## SET EXERCISE:
Copy every line of the records below word for word, and leave the pictures out of your copy.

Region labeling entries

⁂

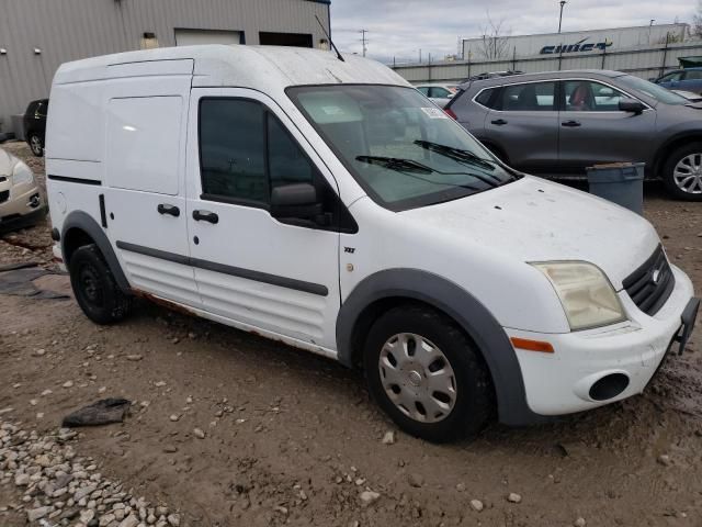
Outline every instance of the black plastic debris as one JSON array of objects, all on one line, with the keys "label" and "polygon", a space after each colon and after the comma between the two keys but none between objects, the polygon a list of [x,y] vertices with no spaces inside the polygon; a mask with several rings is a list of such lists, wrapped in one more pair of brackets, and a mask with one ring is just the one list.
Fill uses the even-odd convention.
[{"label": "black plastic debris", "polygon": [[57,274],[36,266],[33,262],[0,266],[0,294],[30,296],[32,299],[68,299],[69,296],[66,294],[42,290],[34,284],[33,281],[37,278]]},{"label": "black plastic debris", "polygon": [[64,417],[63,426],[98,426],[122,423],[132,402],[126,399],[103,399]]}]

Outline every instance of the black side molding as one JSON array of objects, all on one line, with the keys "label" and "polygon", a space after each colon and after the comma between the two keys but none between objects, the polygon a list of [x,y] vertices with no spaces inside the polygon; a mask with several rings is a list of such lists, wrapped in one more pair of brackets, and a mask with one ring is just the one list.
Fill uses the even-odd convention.
[{"label": "black side molding", "polygon": [[105,194],[98,197],[100,201],[100,223],[103,228],[107,228],[107,213],[105,212]]},{"label": "black side molding", "polygon": [[97,187],[102,186],[102,181],[99,179],[69,178],[67,176],[54,176],[53,173],[49,173],[47,178],[52,181],[64,181],[65,183],[93,184]]},{"label": "black side molding", "polygon": [[223,274],[253,280],[256,282],[269,283],[271,285],[279,285],[281,288],[293,289],[295,291],[316,294],[318,296],[329,295],[329,289],[326,285],[321,285],[319,283],[305,282],[303,280],[296,280],[294,278],[279,277],[278,274],[269,274],[268,272],[242,269],[240,267],[217,264],[216,261],[201,260],[200,258],[190,258],[188,256],[178,255],[176,253],[168,253],[166,250],[152,249],[150,247],[144,247],[141,245],[129,244],[128,242],[117,242],[117,247],[123,250],[128,250],[129,253],[150,256],[152,258],[160,258],[161,260],[173,261],[183,266],[196,267],[199,269],[204,269],[207,271],[222,272]]}]

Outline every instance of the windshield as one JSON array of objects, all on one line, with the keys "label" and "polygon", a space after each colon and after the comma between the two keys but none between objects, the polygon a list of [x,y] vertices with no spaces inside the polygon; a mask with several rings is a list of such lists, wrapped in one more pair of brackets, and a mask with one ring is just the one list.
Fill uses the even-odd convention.
[{"label": "windshield", "polygon": [[401,211],[518,178],[412,88],[336,85],[287,93],[381,205]]},{"label": "windshield", "polygon": [[665,104],[688,104],[689,101],[684,97],[680,97],[677,93],[673,93],[667,88],[663,86],[654,85],[653,82],[644,79],[639,79],[638,77],[633,77],[631,75],[623,75],[619,77],[619,80],[622,85],[632,90],[638,91],[645,96],[648,96],[653,99],[656,99],[658,102],[663,102]]}]

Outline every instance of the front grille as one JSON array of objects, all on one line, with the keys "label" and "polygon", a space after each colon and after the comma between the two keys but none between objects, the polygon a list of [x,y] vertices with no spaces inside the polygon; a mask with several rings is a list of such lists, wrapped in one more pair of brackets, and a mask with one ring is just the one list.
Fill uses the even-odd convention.
[{"label": "front grille", "polygon": [[663,247],[656,247],[654,254],[622,284],[641,311],[652,316],[658,313],[676,287],[676,278]]}]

⁂

## COMPLETED EXERCISE:
Outline every instance of the black plastic debris as one JSON array of objects, all on one line, with the keys "label" and "polygon", a space after each colon and after the comma between the two keys but none between objects, the polygon a list of [x,y] vertices with no spaces inside the polygon; a mask with several rings is a list of such lists, wrapped in one more pair of brackets, and a mask with one ring is just the one list.
Fill uses the even-odd convention.
[{"label": "black plastic debris", "polygon": [[57,274],[36,266],[33,262],[0,266],[0,294],[30,296],[32,299],[68,299],[69,296],[66,294],[42,290],[34,284],[33,281],[37,278]]},{"label": "black plastic debris", "polygon": [[64,417],[63,426],[98,426],[122,423],[132,402],[126,399],[103,399]]}]

Outline every instance of the black side molding as one JSON array of objects, all on one line, with the keys "label" and "polygon", a space after each colon and after the comma between the two keys but none between objects, the polygon a list of [x,y] vertices with no spaces inside the polygon; a mask with several rings is a list of such lists, wrapped in one more pair of brackets, and a mask with one ring is just the one list.
Fill uses the even-odd convention.
[{"label": "black side molding", "polygon": [[105,194],[98,197],[100,201],[100,223],[103,228],[107,228],[107,213],[105,212]]},{"label": "black side molding", "polygon": [[97,187],[102,186],[102,181],[99,179],[69,178],[67,176],[54,176],[53,173],[49,173],[47,178],[52,181],[64,181],[65,183],[93,184]]},{"label": "black side molding", "polygon": [[223,274],[253,280],[256,282],[269,283],[271,285],[279,285],[281,288],[293,289],[295,291],[316,294],[318,296],[329,295],[329,289],[326,285],[321,285],[319,283],[305,282],[303,280],[296,280],[294,278],[279,277],[278,274],[269,274],[268,272],[242,269],[240,267],[217,264],[216,261],[201,260],[200,258],[190,258],[188,256],[178,255],[176,253],[168,253],[166,250],[152,249],[150,247],[144,247],[141,245],[129,244],[128,242],[117,242],[117,247],[123,250],[128,250],[129,253],[150,256],[152,258],[160,258],[161,260],[173,261],[183,266],[196,267],[199,269],[204,269],[207,271],[222,272]]}]

Outline every instance of the windshield as one JSON array of objects, all on one line, with the keys "label" and "polygon", a space after each colon and after the comma between the two keys but none between objects, the polygon a list of [x,y] vertices with no spaces inside the polygon; a mask with several rings is a list of such lists, wrapped in one more pair of brackets, and a mask with one ring is just the one list.
Fill uses the even-odd convention.
[{"label": "windshield", "polygon": [[401,211],[518,178],[412,88],[336,85],[287,93],[381,205]]},{"label": "windshield", "polygon": [[665,104],[688,104],[689,101],[684,97],[680,97],[677,93],[673,93],[667,88],[663,86],[654,85],[653,82],[644,79],[639,79],[638,77],[633,77],[631,75],[623,75],[619,77],[619,80],[622,85],[632,90],[638,91],[645,96],[648,96],[653,99],[656,99],[658,102],[663,102]]}]

Outline every instance of the front grille as one JSON array of objects, all on one line, with the keys "label" and "polygon", a space after each colon and after the comma between the two keys but none between objects, the polygon a list of [x,y] vertices with no spaces inside the polygon; a mask with several rings is a list of such lists, wrapped in one more pair of brackets, and a mask with one ring is just the one list.
Fill uses the even-odd convention.
[{"label": "front grille", "polygon": [[663,247],[656,247],[654,254],[622,284],[641,311],[652,316],[658,313],[676,287],[676,278]]}]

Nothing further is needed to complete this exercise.